- **Provided data**:
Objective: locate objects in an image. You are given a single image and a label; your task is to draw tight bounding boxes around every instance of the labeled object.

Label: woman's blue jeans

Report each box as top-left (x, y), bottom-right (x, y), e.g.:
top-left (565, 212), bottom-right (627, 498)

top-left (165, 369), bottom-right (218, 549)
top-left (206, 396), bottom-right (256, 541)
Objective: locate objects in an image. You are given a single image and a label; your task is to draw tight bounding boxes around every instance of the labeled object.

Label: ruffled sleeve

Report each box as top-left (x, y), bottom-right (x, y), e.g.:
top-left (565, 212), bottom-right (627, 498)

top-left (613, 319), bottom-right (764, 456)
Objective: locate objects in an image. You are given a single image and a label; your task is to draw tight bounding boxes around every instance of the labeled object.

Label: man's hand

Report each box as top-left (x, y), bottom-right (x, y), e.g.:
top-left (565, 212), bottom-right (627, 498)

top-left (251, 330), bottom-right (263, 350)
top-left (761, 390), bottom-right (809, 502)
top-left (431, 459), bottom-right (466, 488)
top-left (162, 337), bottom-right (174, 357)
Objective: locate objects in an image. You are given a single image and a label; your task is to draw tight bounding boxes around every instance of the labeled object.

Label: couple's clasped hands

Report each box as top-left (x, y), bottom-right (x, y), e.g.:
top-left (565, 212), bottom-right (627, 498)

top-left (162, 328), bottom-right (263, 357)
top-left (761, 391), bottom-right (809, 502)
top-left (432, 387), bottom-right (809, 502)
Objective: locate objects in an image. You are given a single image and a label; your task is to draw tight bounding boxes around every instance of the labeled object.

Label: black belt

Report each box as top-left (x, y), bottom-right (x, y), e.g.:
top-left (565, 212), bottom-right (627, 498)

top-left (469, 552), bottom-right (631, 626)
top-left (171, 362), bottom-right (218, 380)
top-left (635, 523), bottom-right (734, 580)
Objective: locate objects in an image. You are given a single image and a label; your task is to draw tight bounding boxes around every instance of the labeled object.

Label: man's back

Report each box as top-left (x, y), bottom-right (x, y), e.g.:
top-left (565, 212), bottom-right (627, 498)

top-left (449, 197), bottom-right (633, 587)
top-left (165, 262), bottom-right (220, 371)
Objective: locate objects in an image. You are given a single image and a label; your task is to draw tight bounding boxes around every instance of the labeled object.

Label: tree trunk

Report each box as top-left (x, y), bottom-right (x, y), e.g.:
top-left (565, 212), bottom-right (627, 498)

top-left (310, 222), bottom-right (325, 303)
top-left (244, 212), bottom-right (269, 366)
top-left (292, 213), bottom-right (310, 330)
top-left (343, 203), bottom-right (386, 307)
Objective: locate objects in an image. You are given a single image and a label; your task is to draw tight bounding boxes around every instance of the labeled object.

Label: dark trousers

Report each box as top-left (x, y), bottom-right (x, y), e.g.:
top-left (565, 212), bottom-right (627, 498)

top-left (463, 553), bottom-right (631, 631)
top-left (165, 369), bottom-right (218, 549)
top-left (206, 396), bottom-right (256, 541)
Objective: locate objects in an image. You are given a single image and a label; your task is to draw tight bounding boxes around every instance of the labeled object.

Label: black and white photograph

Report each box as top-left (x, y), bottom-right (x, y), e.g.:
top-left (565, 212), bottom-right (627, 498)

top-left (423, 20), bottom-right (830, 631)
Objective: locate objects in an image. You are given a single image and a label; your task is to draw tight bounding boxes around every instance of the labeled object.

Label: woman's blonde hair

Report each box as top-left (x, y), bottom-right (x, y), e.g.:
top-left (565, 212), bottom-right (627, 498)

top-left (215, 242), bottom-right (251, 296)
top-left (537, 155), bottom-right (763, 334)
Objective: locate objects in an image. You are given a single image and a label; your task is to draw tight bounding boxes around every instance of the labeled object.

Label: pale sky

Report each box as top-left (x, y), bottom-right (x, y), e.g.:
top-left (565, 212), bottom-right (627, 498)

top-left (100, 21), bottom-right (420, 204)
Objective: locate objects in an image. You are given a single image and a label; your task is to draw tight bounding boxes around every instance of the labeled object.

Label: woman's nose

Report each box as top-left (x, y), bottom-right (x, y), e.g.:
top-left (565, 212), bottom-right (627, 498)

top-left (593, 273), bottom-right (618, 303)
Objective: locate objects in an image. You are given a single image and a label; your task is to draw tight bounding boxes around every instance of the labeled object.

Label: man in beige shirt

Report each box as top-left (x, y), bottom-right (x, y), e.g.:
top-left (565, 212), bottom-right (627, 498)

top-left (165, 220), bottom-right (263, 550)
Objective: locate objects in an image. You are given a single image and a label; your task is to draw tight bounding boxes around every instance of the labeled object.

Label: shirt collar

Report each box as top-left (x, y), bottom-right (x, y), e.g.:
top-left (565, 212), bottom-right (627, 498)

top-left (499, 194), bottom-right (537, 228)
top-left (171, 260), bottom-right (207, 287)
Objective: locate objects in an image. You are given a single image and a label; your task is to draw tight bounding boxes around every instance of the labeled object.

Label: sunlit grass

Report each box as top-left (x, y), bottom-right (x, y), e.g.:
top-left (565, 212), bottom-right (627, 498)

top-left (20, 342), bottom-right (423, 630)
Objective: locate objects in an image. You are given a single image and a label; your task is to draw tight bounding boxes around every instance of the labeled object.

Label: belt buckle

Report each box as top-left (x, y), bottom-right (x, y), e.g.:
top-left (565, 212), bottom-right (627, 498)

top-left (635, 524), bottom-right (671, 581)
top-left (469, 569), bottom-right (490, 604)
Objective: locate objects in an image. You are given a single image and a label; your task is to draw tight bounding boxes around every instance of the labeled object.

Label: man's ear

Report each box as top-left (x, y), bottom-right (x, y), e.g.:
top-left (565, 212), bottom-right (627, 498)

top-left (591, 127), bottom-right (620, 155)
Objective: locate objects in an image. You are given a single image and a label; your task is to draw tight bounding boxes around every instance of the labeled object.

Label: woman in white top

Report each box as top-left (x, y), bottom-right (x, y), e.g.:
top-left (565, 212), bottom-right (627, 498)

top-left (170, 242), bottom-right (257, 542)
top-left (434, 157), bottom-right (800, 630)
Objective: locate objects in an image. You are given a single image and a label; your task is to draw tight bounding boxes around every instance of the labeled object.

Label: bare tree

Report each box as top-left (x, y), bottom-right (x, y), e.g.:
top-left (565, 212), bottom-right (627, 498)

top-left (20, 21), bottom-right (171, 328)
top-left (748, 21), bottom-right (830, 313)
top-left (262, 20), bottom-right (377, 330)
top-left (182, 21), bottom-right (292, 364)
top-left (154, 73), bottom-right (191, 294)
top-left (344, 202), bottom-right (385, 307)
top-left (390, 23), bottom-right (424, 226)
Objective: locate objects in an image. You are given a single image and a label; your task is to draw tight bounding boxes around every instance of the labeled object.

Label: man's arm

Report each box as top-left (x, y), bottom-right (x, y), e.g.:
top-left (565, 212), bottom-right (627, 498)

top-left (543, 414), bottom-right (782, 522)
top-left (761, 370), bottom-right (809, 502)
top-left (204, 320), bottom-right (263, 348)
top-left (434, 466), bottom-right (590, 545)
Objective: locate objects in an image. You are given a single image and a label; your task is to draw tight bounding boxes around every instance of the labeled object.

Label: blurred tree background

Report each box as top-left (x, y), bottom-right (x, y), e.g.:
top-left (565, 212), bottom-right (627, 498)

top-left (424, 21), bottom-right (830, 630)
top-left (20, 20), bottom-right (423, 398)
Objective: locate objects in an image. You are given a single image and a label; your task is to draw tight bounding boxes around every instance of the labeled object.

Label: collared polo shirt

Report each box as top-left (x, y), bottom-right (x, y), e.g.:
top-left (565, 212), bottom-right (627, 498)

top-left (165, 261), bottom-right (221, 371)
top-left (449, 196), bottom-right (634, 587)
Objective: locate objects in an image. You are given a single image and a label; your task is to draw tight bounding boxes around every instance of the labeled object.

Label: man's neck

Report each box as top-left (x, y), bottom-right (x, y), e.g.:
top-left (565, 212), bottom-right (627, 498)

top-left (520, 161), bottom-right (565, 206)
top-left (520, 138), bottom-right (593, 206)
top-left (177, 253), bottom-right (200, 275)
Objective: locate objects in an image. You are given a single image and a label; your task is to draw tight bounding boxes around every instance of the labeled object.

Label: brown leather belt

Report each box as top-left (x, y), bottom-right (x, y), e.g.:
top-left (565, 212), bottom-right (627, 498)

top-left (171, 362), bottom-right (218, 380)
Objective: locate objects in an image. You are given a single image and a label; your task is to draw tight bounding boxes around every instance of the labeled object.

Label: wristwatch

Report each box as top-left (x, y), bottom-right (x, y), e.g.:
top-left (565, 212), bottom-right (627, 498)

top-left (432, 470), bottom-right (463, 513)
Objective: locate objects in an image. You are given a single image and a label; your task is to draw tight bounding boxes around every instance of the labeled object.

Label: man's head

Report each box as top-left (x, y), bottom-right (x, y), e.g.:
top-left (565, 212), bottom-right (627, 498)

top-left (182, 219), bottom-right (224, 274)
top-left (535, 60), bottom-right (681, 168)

- **To do**:
Gather every line of the listing above that contains the word "white" and copy each one unchanged.

- **Response**:
Label: black and white photograph
Label: woman in white top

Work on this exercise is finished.